MENSAGEM
Mensagem
do Papa Francisco para o 48º Dia Mundial da Paz (2015)
Quarta-feira,
10 de dezembro de 2014
Já não
escravos, mas irmãos
1. No início dum novo ano, que acolhemos como uma
graça e um dom de Deus para a humanidade, desejo dirigir, a cada homem e
mulher, bem como a todos os povos e nações do mundo, aos chefes de Estado e de
Governo e aos responsáveis das várias religiões, os meus ardentes votos de paz,
que acompanho com a minha oração a fim de que cessem as guerras, os conflitos e
os inúmeros sofrimentos provocados quer pela mão do homem quer por velhas e
novas epidemias e pelos efeitos devastadores das calamidades naturais. Rezo de
modo particular para que, respondendo à nossa vocação comum de colaborar com
Deus e com todas as pessoas de boa vontade para a promoção da concórdia e da
paz no mundo, saibamos resistir à tentação de nos comportarmos de forma não
digna da nossa humanidade.
Já, na minha mensagem para o 1º de Janeiro passado,
fazia notar que «o anseio duma vida plena (…) contém uma aspiração irreprimível
de fraternidade, impelindo à comunhão com os outros, em quem não encontramos
inimigos ou concorrentes, mas irmãos que devemos acolher e abraçar».1 Sendo o
homem um ser relacional, destinado a realizar-se no contexto de relações
interpessoais inspiradas pela justiça e a caridade, é fundamental para o seu
desenvolvimento que sejam reconhecidas e respeitadas a sua dignidade, liberdade
e autonomia. Infelizmente, o flagelo generalizado da exploração do homem pelo
homem fere gravemente a vida de comunhão e a vocação a tecer relações
interpessoais marcadas pelo respeito, a justiça e a caridade. Tal fenómeno
abominável, que leva a espezinhar os direitos fundamentais do outro e a
aniquilar a sua liberdade e dignidade, assume múltiplas formas sobre as quais
desejo deter-me, brevemente, para que, à luz da Palavra de Deus, possamos
considerar todos os homens, «já não escravos, mas irmãos».
À escuta do
projecto de Deus para a humanidade
2. O tema, que escolhi para esta mensagem,
inspira-se na Carta de São Paulo a Filémon; nela, o Apóstolo pede ao seu
colaborador para acolher Onésimo, que antes era escravo do próprio Filémon mas
agora tornou-se cristão, merecendo por isso mesmo, segundo Paulo, ser
considerado um irmão. Escreve o Apóstolo dos gentios: «Ele foi afastado por
breve tempo, a fim de que o recebas para sempre, não já como escravo, mas muito
mais do que um escravo, como irmão querido» (Flm 15-16). Tornando-se cristão,
Onésimo passou a ser irmão de Filémon. Deste modo, a conversão a Cristo, o
início duma vida de discipulado em Cristo constitui um novo nascimento (cf. 2
Cor 5, 17; 1 Ped 1, 3), que regenera a fraternidade como vínculo fundante da
vida familiar e alicerce da vida social.

**Requisitos do exercício**.
a: Repita o trecho da mensagem do Dia Mundial da Paz que vai de "À escuta do" até "da vida social.", incluindo estas palavras.
b: Prossiga a mensagem do Dia Mundial da Paz a partir do ponto em que termina.

(Registos de anotação de contornos)
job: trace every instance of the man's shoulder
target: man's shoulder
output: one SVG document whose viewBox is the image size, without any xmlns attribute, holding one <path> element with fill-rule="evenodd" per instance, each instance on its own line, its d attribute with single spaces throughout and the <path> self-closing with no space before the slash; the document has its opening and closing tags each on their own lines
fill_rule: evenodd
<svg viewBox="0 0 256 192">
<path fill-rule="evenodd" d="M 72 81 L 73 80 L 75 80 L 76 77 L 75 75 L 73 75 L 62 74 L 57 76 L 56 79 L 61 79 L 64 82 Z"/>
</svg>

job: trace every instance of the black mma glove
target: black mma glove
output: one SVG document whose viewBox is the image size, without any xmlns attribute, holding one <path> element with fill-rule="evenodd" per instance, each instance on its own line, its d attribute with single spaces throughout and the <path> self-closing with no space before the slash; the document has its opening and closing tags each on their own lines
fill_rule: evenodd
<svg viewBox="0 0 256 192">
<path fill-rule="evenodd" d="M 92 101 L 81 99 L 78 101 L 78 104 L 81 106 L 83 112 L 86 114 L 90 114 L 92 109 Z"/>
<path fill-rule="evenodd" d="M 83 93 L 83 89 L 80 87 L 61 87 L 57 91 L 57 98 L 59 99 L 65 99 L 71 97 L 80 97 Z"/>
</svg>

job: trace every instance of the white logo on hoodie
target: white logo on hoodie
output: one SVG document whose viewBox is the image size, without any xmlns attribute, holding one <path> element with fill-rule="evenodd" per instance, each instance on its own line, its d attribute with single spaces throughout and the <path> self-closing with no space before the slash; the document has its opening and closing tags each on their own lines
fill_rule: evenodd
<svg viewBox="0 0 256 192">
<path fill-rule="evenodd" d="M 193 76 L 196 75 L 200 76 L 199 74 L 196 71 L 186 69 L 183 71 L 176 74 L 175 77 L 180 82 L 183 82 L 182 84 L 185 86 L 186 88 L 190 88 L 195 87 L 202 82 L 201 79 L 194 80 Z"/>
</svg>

**Respostas às tarefas**.
a:
À escuta do
projecto de Deus para a humanidade
2. O tema, que escolhi para esta mensagem,
inspira-se na Carta de São Paulo a Filémon; nela, o Apóstolo pede ao seu
colaborador para acolher Onésimo, que antes era escravo do próprio Filémon mas
agora tornou-se cristão, merecendo por isso mesmo, segundo Paulo, ser
considerado um irmão. Escreve o Apóstolo dos gentios: «Ele foi afastado por
breve tempo, a fim de que o recebas para sempre, não já como escravo, mas muito
mais do que um escravo, como irmão querido» (Flm 15-16). Tornando-se cristão,
Onésimo passou a ser irmão de Filémon. Deste modo, a conversão a Cristo, o
início duma vida de discipulado em Cristo constitui um novo nascimento (cf. 2
Cor 5, 17; 1 Ped 1, 3), que regenera a fraternidade como vínculo fundante da
vida familiar e alicerce da vida social.

b:
Lemos, no livro do Génesis (cf. 1, 27-28), que Deus
criou o ser humano como homem e mulher e abençoou-os para que crescessem e se
multiplicassem: a Adão e Eva, fê-los pais, que, no cumprimento da bênção de
Deus para ser fecundos e multiplicar-se, geraram a primeira fraternidade: a de
Caim e Abel. Saídos do mesmo ventre, Caim e Abel são irmãos e, por isso, têm a
mesma origem, natureza e dignidade de seus pais, criados à imagem e semelhança
de Deus.
Mas, apesar de os irmãos estarem ligados por
nascimento e possuírem a mesma natureza e a mesma dignidade, a fraternidade
exprime também a multiplicidade e a diferença que existe entre eles. Por
conseguinte, como irmãos e irmãs, todas as pessoas estão, por natureza,
relacionadas umas com as outras, cada qual com a própria especificidade e todas
partilhando a mesma origem, natureza e dignidade. Em virtude disso, a
fraternidade constitui a rede de relações fundamentais para a construção da
família humana criada por Deus.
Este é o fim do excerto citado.